Task:
A faithful copy is needed. Set down all of the data below exactly.
:: Information ::
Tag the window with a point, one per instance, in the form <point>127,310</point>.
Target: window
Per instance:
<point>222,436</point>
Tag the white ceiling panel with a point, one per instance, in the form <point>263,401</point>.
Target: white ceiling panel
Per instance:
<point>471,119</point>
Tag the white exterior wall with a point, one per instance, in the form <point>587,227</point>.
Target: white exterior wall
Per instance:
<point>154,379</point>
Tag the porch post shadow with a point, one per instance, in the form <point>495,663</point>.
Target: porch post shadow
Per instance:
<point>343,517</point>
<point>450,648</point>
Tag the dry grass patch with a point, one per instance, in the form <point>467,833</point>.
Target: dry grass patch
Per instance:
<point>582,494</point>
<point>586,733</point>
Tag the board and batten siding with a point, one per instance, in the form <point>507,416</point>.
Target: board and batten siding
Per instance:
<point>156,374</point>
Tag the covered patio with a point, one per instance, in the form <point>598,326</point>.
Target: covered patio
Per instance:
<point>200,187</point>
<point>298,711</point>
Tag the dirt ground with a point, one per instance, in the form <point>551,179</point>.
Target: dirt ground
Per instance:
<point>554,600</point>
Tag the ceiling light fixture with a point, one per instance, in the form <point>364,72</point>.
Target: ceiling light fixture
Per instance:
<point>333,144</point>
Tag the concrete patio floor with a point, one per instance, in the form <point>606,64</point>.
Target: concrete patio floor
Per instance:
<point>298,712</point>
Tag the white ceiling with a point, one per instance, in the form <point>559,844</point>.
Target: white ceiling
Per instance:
:::
Response area:
Tag the window with a point, one per instance, in the form <point>127,310</point>.
Target: window
Per instance:
<point>222,436</point>
Tag the white ceiling panel with a point, one per instance, in the form <point>263,401</point>.
Target: white ceiling panel
Per instance:
<point>471,119</point>
Tag the white exterior wall with a point, one per instance, in the form <point>587,227</point>.
Target: white exterior wall
Per instance:
<point>154,379</point>
Tag the porch post shadow with a point, one per instance, in the form <point>495,663</point>.
Target: porch post shadow
Per instance:
<point>343,517</point>
<point>450,648</point>
Tag the dry grass patch with a point, one per instance, in the form <point>467,833</point>.
Target: dry grass patch
Per instance:
<point>582,494</point>
<point>586,733</point>
Tag the board and batten siding with a point, one per instance, in the form <point>507,416</point>.
Target: board and batten siding
Per instance:
<point>156,374</point>
Tag the covered patio with a point, one per instance, in the form <point>598,326</point>.
Target: covered patio
Per instance:
<point>200,187</point>
<point>298,711</point>
Tag the dirt ground with a point, one per instance, in the form <point>551,179</point>.
Target: dirt ground
Per instance:
<point>554,600</point>
Tag the ceiling light fixture with a point, one per instance, in the form <point>364,72</point>.
Target: ceiling light fixture
Per instance:
<point>333,144</point>
Tag the concrete patio floor with a point, one per instance, in the form <point>606,64</point>.
Target: concrete patio floor
Per instance:
<point>298,712</point>
Tag the white ceiling with a point, one per instance, in the form <point>559,844</point>.
Target: white ceiling
Per instance:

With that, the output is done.